Work item
The copy you return must match the listing word for word and carry no pictures.

Records to use
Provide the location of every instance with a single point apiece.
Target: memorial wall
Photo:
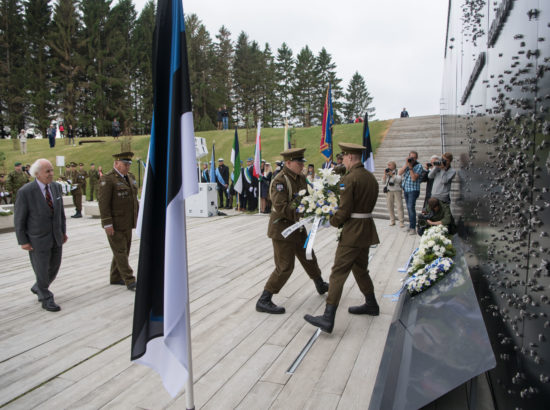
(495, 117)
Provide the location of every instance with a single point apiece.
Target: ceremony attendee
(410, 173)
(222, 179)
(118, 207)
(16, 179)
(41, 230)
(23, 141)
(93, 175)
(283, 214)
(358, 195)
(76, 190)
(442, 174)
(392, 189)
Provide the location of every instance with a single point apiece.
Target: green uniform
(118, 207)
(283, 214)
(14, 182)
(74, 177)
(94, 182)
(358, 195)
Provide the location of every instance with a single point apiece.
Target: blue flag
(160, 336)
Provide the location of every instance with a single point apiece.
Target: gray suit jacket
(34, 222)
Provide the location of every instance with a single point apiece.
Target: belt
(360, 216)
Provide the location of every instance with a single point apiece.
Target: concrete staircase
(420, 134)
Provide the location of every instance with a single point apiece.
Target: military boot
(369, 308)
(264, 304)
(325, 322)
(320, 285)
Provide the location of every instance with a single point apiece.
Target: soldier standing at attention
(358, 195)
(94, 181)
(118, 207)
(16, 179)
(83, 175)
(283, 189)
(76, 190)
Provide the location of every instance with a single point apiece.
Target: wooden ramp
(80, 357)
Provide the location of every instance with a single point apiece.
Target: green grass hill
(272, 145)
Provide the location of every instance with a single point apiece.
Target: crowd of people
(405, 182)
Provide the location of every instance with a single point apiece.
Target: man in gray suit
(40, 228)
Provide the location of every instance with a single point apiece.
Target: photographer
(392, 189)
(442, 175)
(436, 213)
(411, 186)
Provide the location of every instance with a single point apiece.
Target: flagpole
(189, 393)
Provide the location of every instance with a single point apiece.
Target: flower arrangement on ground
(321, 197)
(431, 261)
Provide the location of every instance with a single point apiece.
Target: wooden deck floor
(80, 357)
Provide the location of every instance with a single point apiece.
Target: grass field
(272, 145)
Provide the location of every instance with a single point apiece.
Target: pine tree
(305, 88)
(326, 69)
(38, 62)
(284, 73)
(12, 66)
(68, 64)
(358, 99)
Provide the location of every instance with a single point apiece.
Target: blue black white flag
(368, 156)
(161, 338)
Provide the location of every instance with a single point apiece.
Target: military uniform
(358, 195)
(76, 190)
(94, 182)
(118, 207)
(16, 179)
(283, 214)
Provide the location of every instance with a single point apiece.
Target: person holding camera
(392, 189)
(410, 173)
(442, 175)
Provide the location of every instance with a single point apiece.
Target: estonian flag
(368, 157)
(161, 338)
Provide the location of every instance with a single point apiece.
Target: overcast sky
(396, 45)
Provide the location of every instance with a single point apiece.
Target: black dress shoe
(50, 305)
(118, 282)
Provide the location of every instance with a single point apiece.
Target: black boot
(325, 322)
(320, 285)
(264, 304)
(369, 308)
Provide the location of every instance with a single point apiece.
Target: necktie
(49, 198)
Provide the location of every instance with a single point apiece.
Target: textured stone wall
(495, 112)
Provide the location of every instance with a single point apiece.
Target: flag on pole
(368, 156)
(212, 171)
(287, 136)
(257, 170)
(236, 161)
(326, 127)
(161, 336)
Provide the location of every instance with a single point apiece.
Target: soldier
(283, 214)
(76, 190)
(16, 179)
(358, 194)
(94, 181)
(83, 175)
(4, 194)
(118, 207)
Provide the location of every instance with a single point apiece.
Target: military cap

Response to this exercise
Provide the location of every instance with a single point apiece.
Target: memorial wall
Photo:
(495, 117)
Provide the location of every instance with a single point apiece.
Target: ceremony attendee
(410, 173)
(222, 179)
(118, 207)
(16, 179)
(41, 230)
(23, 141)
(93, 175)
(283, 214)
(358, 195)
(76, 190)
(442, 174)
(392, 189)
Provide the location of every instance with a single point apiece.
Target: green uniform
(118, 207)
(283, 214)
(14, 182)
(74, 177)
(94, 182)
(358, 195)
Provide the location of every instance with a single point apiece.
Target: blue flag
(160, 336)
Provide the location of every instance with a single point apiece.
Target: gray suit jacket
(34, 222)
Provide the location of every instance with a single point apiece.
Target: belt
(360, 216)
Provide the location of every instance with a single point apiece.
Target: concrete staircase
(420, 134)
Provide the location of every instance with a single point apiece.
Target: military boot
(369, 308)
(264, 304)
(325, 322)
(320, 285)
Provide the location of every instance with a single point apiece.
Target: soldier standing at attention
(358, 195)
(94, 181)
(118, 207)
(16, 179)
(83, 175)
(283, 189)
(76, 190)
Provide the location of every instance with a single point apiece.
Target: wooden ramp
(80, 357)
Provide the location of every instance with a single point apiece.
Target: green grass hill
(272, 145)
Provide the location of every instance with a single point apiece.
Target: crowd of people
(405, 182)
Provide the location of every instance with a single point apiece.
Target: man in gray suit
(40, 228)
Provide the location of every instance with a single point apiece.
Target: photographer
(392, 189)
(442, 175)
(436, 213)
(411, 186)
Provide the location of every instance with a single point apiece.
Target: flagpole
(189, 393)
Provide the location of every instance with a single point apiece.
Target: flower arrangement on ground
(321, 197)
(431, 261)
Provide the location of every instance with a single point apiece.
Target: wooden deck floor
(80, 357)
Provide the location of every instance with a single point apiece.
Target: grass field
(272, 145)
Provide the location of every instance with a single point apiece.
Target: pine tree
(305, 88)
(326, 69)
(38, 62)
(284, 73)
(12, 66)
(68, 64)
(358, 99)
Provide the location of every instance with a single point apiece.
Target: blue black white flag
(368, 156)
(161, 338)
Provide the location of every instance with a single point apiece.
Target: military uniform
(358, 195)
(76, 190)
(94, 182)
(118, 207)
(16, 179)
(283, 214)
Provide the location of every instance with a single point apiece.
Target: person holding camera
(392, 189)
(410, 173)
(442, 175)
Provide the location of every instance with a single point apiece.
Target: estonian flag
(368, 157)
(161, 338)
Provide the location of every instance with a single point apiece.
Target: overcast sky
(396, 45)
Provide the location of every instance with a single point apiece.
Target: black dress shoe
(50, 305)
(118, 282)
Provide the location of every instance with a single point apiece.
Target: black boot
(325, 322)
(320, 285)
(264, 304)
(369, 308)
Provide the location of every instance with a single point apiece.
Target: necktie
(49, 198)
Provide the location of every instance with a single point apiece.
Target: textured stone wall
(495, 112)
Provide the location of every instance with a single point apiece.
Target: flag on pole
(368, 156)
(212, 171)
(287, 136)
(257, 170)
(236, 161)
(326, 127)
(161, 336)
Provide the location of every instance with a single point apiece.
Target: soldier
(283, 214)
(76, 190)
(16, 179)
(358, 194)
(94, 181)
(83, 175)
(4, 194)
(118, 207)
Provide the location of every instance with a single point apiece.
Target: military cap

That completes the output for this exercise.